** Start **
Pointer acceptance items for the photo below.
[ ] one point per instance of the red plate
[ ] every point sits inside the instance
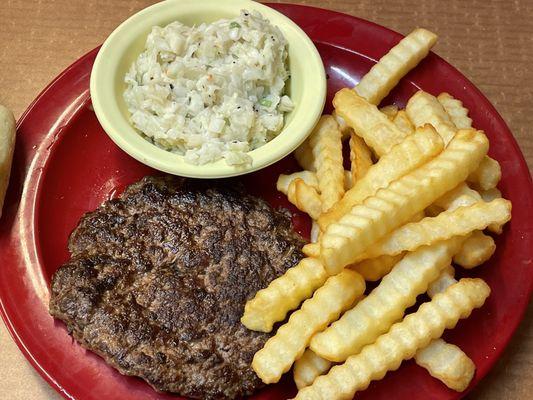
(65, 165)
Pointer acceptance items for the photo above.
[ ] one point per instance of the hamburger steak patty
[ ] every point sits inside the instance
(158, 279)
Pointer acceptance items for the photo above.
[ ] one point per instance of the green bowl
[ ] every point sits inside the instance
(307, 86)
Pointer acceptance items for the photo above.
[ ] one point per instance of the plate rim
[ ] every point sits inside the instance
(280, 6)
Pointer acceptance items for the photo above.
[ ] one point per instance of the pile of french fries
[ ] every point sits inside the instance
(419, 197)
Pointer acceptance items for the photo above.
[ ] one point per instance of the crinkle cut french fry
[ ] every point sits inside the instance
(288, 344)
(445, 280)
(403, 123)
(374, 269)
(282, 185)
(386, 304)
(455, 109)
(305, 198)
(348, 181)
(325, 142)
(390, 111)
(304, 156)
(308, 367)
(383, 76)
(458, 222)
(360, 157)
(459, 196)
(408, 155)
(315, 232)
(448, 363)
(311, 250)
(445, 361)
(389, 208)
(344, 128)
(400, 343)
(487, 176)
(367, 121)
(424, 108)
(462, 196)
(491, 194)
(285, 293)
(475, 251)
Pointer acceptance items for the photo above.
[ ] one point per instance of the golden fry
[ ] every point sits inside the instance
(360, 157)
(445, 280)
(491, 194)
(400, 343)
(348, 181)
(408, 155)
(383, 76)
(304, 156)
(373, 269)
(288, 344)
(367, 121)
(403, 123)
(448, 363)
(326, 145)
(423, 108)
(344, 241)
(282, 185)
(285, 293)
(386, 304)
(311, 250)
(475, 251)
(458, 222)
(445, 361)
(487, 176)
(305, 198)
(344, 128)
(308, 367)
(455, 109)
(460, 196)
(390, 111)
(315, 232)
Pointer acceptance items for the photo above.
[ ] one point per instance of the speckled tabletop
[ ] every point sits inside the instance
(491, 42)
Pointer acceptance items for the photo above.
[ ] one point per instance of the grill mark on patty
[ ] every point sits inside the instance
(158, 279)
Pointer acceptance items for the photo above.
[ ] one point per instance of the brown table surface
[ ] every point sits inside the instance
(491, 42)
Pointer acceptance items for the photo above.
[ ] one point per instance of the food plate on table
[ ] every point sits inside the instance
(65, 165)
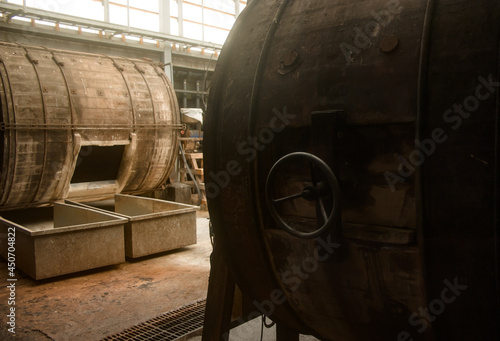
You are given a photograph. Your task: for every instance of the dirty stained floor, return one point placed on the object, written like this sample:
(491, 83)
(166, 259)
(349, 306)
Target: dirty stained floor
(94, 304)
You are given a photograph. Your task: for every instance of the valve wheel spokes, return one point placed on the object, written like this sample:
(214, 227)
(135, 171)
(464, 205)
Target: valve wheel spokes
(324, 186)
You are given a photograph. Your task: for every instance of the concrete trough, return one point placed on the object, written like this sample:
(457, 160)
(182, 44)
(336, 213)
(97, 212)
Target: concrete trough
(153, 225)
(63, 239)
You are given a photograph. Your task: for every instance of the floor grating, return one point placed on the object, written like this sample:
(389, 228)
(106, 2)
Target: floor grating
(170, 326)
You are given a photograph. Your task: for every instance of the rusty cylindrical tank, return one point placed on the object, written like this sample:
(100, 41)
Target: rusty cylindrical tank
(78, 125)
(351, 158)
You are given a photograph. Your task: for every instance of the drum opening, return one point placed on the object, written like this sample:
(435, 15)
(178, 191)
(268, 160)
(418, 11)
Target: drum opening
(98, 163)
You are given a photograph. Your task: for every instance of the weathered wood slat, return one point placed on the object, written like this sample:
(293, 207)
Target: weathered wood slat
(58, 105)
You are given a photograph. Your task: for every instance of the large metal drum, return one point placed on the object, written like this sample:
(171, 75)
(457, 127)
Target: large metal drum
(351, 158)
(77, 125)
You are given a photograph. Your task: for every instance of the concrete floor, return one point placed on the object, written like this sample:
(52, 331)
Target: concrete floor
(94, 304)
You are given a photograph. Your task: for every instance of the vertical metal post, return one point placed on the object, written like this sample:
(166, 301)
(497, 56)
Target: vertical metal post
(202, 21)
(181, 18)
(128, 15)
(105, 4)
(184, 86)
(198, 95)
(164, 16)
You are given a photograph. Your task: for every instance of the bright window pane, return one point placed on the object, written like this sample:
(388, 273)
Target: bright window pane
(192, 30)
** End **
» Given task
Return all of the records above word for word, leaving out the pictures.

» Answer to the problem
Pointer acceptance items for the photo below.
[ ] one point per instance of the red plate
[ ] every point sits inside the instance
(65, 165)
Pointer acceptance items for the photo above.
[ ] one point per instance of the hamburger steak patty
[ ] every point sits inside the instance
(158, 279)
Pointer acceptance items for the photo above.
[ ] one point per instance of the green bowl
[ ] every point sits inside the instance
(307, 86)
Pointer acceptance items for the photo above.
[ ] one point per instance of the plate rim
[ ] every point sits inside the instance
(280, 6)
Pointer acceptance items for the photo above.
[ ] one point per instance of the pile of french fries
[ ] every point sits inside the instance
(419, 197)
Pointer acceptance items for the photo above.
[ ] one point per instance of the crinkle cut french fry
[ ] every point sits inside the instance
(288, 344)
(445, 280)
(403, 123)
(374, 269)
(282, 185)
(386, 304)
(455, 109)
(305, 198)
(348, 181)
(325, 142)
(390, 111)
(304, 156)
(308, 367)
(383, 76)
(458, 222)
(360, 157)
(459, 196)
(408, 155)
(315, 232)
(448, 363)
(311, 250)
(445, 361)
(389, 208)
(344, 128)
(400, 343)
(487, 176)
(367, 121)
(424, 108)
(462, 196)
(491, 194)
(285, 293)
(475, 251)
Pointer acceptance items for the photo above.
[ ] one point per instance of the golden fry
[ ] every point sits inside the instance
(360, 157)
(445, 280)
(491, 194)
(400, 343)
(348, 181)
(408, 155)
(383, 76)
(304, 156)
(373, 269)
(288, 344)
(367, 121)
(403, 123)
(448, 363)
(326, 145)
(423, 108)
(344, 241)
(282, 185)
(285, 293)
(386, 304)
(311, 250)
(475, 251)
(458, 222)
(445, 361)
(487, 176)
(305, 198)
(344, 128)
(308, 367)
(455, 109)
(460, 196)
(390, 111)
(315, 232)
Pointer acceptance items for the photo above.
[ ] one point per instance of the speckled tabletop
[ ] every point sits inside the instance
(491, 42)
Pointer acceptance items for the photo above.
[ ] one point per instance of the grill mark on patty
[ ] every point sits inside the instance
(158, 279)
Pointer acceptance items for the photo above.
[ ] one point per instance of the brown table surface
[ ] every point sits inside the instance
(491, 42)
Pointer acceptance items for the photo above.
[ ] one point per instance of the food plate on table
[ ] every point sits inside the instance
(65, 165)
You are given a photograph. Your task: for every instance of the dirty stained floor, return one point placed on the object, written like this sample:
(491, 83)
(166, 259)
(349, 306)
Target: dirty stained floor
(94, 304)
You are given a photograph. Your task: for every instance of the valve wheel spokes, return one point placed on the object, written like this sample:
(214, 227)
(135, 171)
(464, 205)
Target: valve wheel spokes
(324, 186)
You are given a photograph. Your task: for every instance of the concrete trough, return one point placed on the object, written like this sample:
(457, 160)
(182, 44)
(336, 213)
(97, 212)
Target: concrete trough
(153, 225)
(63, 239)
You are given a photograph. Your task: for every instance of the floor grating, return one point placed on the object, written like this sample:
(389, 228)
(106, 2)
Target: floor grating
(170, 326)
You are given a photograph. Your task: for every instance of the rusty cylindrical tank, return one point placed on the object, written like this sample:
(100, 41)
Target: rusty cylindrical tank
(78, 125)
(351, 158)
You are given a photograph. Your task: for every instance of the drum opening, return one point placed on the object, written like this sample:
(435, 15)
(178, 191)
(268, 160)
(418, 11)
Target: drum opening
(98, 163)
You are given a photograph. Your task: for every instance of the weathered wood slat, return one point placed on the object, written like this sample:
(293, 207)
Target: weathered wood slat
(58, 105)
You are given a photograph. Your task: for every instance of the large metal drum, return one point placed on the object, written like this sample:
(171, 75)
(457, 127)
Target: large metal drum
(351, 158)
(77, 125)
You are given a photograph. Your task: for every instance of the concrete floor, return one point placed on the object, written like this sample:
(52, 331)
Target: concrete floor
(94, 304)
You are given a photograph. Your task: for every instance of the vertical metal post, return one point placed on the object, written like this sample:
(166, 301)
(497, 56)
Target: vertical metal post
(202, 21)
(181, 18)
(128, 15)
(105, 4)
(184, 86)
(198, 95)
(164, 16)
You are given a photograph. Your task: for every instance of the bright window pane, return one point placed on the object, written like this sample:
(388, 273)
Target: bright window pane
(192, 30)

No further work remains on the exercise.